• **AIM OF THE TASK**: Take the line that contains "Expected: a marker on each instance of the small" and all lines after it, up to and including the last line of the data, and write them out exactly; nothing else belongs in the answer.

╔══

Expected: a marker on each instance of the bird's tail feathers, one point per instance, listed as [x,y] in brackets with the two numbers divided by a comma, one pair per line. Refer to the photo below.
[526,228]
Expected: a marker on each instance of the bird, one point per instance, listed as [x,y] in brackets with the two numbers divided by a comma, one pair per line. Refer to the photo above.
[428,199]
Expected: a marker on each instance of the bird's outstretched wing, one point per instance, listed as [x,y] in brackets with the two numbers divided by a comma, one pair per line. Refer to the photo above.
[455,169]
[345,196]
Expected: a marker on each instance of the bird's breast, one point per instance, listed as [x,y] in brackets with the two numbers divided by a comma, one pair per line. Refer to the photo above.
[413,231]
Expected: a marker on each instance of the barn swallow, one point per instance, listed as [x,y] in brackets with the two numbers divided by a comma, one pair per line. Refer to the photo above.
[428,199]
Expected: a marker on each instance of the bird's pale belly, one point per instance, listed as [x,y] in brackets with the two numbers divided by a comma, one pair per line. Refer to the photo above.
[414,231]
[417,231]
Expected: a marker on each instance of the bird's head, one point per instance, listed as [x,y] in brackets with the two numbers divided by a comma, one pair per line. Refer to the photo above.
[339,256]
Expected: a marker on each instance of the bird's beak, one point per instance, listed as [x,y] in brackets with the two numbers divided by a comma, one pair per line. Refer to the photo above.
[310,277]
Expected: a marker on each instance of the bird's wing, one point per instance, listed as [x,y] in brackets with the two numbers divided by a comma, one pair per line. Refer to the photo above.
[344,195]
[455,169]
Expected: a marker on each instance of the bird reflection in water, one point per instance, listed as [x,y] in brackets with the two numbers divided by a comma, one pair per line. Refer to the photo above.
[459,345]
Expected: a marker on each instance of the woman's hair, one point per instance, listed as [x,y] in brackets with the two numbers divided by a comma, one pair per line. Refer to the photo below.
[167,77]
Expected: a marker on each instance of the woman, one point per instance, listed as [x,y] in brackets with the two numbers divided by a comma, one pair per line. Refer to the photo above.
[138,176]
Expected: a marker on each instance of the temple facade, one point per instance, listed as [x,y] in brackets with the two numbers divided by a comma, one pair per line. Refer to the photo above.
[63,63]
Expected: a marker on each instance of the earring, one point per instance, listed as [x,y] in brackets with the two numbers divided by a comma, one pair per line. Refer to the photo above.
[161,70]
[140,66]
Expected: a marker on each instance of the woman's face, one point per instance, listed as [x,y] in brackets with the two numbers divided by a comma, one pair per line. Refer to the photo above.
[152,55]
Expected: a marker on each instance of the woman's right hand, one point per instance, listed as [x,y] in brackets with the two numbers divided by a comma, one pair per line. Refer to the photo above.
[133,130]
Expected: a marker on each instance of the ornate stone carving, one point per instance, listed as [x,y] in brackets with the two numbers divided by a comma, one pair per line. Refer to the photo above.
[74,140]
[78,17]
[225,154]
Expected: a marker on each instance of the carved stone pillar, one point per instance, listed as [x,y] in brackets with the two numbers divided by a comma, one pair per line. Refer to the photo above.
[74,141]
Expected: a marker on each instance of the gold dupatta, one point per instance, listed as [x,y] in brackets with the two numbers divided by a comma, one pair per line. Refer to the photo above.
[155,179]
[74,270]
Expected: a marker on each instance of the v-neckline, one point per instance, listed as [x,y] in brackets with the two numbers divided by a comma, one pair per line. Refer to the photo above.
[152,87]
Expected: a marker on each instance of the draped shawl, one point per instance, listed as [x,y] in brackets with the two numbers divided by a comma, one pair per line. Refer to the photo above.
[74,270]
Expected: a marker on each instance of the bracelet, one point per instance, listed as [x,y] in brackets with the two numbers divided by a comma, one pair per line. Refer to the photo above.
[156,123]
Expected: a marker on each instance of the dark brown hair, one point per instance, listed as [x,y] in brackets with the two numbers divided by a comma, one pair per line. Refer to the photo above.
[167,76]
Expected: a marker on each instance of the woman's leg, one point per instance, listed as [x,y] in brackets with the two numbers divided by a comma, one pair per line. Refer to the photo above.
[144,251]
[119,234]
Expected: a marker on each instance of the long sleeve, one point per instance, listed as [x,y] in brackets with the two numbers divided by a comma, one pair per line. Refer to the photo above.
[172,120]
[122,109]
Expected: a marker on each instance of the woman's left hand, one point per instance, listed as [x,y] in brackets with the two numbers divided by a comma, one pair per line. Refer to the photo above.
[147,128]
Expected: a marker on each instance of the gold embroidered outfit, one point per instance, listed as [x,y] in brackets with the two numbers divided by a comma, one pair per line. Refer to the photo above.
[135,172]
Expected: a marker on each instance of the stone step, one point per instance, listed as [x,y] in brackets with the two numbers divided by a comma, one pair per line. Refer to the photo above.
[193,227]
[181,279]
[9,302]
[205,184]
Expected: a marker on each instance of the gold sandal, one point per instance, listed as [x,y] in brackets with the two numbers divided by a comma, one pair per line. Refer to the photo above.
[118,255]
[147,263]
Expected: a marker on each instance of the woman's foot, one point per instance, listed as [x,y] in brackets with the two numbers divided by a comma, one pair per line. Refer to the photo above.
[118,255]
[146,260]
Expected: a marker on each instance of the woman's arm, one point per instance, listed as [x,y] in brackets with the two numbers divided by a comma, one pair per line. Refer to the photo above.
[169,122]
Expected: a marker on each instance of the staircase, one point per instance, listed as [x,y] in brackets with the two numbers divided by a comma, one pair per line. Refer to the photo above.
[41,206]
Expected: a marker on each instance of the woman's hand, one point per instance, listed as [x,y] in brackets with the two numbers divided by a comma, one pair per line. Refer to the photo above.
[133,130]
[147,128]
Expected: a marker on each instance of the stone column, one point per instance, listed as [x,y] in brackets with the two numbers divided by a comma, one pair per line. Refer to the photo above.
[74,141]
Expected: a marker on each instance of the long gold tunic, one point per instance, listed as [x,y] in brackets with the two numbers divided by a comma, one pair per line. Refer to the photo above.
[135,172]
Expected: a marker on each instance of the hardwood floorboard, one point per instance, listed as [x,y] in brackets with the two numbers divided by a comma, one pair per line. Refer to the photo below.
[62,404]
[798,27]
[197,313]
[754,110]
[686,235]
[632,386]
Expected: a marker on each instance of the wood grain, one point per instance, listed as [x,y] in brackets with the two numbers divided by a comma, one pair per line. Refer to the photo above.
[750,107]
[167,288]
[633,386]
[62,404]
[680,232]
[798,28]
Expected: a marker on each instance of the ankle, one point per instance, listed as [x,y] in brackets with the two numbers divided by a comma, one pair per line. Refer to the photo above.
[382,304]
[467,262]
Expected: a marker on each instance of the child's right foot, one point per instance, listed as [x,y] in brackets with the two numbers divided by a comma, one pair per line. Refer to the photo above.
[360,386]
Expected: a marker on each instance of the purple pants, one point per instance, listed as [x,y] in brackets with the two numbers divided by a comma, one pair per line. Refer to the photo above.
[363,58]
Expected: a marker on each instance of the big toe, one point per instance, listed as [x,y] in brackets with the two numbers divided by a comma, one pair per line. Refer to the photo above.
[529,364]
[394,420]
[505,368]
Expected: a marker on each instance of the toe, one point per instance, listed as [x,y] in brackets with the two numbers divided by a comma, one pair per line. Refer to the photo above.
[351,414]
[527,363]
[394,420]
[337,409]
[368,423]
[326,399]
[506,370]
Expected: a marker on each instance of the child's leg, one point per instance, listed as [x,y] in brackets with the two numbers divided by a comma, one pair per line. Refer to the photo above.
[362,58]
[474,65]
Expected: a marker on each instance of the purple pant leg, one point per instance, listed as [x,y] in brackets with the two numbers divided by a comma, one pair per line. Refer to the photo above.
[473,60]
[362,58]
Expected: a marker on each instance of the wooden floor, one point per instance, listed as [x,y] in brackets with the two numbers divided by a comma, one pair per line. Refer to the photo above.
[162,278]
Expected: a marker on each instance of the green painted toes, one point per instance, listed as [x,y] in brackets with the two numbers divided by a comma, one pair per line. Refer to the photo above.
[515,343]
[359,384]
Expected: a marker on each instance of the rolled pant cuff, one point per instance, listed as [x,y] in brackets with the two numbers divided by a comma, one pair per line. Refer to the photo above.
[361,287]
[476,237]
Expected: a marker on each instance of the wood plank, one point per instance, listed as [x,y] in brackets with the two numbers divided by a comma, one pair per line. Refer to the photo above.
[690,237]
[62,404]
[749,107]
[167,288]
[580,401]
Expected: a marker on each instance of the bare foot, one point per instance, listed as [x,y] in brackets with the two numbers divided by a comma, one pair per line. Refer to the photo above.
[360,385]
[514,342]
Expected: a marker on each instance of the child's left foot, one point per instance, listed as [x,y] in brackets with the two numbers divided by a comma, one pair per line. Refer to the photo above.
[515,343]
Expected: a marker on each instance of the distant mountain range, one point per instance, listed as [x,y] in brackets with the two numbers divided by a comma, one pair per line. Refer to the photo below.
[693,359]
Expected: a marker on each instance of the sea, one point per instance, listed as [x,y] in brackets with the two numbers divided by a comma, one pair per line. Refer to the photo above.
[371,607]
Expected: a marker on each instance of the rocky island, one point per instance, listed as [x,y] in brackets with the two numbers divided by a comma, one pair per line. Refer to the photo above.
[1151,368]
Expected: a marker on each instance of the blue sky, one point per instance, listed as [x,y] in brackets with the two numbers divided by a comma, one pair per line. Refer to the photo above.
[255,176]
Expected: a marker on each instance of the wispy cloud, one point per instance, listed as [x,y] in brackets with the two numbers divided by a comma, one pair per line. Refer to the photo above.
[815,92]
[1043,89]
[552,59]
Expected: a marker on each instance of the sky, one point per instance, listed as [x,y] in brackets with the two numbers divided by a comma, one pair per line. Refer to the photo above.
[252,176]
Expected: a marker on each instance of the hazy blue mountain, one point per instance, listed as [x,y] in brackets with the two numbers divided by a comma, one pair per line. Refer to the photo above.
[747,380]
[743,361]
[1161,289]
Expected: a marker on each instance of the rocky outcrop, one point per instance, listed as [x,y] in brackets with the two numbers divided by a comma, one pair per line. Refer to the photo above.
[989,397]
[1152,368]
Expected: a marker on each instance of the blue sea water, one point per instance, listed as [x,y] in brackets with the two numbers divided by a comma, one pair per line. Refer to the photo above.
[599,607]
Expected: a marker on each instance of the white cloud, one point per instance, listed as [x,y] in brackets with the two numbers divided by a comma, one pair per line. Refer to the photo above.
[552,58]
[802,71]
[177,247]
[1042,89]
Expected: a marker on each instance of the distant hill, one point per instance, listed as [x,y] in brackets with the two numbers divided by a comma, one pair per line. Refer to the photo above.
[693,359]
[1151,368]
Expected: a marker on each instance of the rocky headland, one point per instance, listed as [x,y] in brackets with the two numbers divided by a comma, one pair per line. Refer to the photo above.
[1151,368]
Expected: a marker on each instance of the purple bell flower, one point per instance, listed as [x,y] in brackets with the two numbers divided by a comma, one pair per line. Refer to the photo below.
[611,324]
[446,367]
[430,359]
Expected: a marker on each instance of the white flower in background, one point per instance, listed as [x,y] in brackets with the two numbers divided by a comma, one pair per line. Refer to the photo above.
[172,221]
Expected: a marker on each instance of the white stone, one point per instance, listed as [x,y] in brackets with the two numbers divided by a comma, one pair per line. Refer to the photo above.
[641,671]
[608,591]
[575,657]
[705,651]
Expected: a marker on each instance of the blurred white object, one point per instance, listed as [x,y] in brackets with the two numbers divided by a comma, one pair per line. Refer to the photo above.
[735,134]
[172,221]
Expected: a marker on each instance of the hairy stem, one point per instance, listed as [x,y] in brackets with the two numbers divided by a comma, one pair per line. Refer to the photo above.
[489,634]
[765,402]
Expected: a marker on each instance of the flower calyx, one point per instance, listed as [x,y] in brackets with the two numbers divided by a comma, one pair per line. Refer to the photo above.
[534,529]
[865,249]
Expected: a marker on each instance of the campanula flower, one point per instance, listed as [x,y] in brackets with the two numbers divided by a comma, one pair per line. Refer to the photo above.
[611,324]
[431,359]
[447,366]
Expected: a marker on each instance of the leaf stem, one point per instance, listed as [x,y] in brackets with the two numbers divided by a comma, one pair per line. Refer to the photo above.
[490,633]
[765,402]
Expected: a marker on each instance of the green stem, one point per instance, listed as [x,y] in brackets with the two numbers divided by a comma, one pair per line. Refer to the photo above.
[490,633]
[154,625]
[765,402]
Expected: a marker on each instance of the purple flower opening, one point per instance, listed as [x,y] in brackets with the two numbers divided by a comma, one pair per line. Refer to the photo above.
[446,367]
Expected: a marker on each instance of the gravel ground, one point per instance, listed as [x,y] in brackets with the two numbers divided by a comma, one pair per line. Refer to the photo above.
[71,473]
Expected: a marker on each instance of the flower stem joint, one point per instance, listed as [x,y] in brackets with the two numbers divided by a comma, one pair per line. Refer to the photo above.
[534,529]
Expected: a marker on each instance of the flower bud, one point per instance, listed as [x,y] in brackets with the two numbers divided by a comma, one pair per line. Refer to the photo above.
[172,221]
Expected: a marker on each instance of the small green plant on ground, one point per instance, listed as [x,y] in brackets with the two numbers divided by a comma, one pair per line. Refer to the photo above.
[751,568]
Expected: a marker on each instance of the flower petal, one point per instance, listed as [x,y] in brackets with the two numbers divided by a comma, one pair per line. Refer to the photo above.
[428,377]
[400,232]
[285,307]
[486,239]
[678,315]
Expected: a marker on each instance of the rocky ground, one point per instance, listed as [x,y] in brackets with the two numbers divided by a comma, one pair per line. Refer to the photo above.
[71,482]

╚══

• **TASK OUTPUT**:
Expected: a marker on each instance of the small green plant on ground, one point per instance, listed as [x,y] in brackets with the two numbers divided by a comma, one pair per line. Refer to the photo above.
[751,568]
Expected: a marker on each instance of the flower petal, one point per instance, listed as [x,y] in brackets with the two numbers divided by a comma, one pair per line. Refer to the photo above.
[428,377]
[400,232]
[285,307]
[486,239]
[678,315]
Expected: a marker on each instance of the rocky ground, one point per instance, listed as [x,y] in brackets with the two numbers divided by a comma, one pair per line. Refer to the photo above.
[71,482]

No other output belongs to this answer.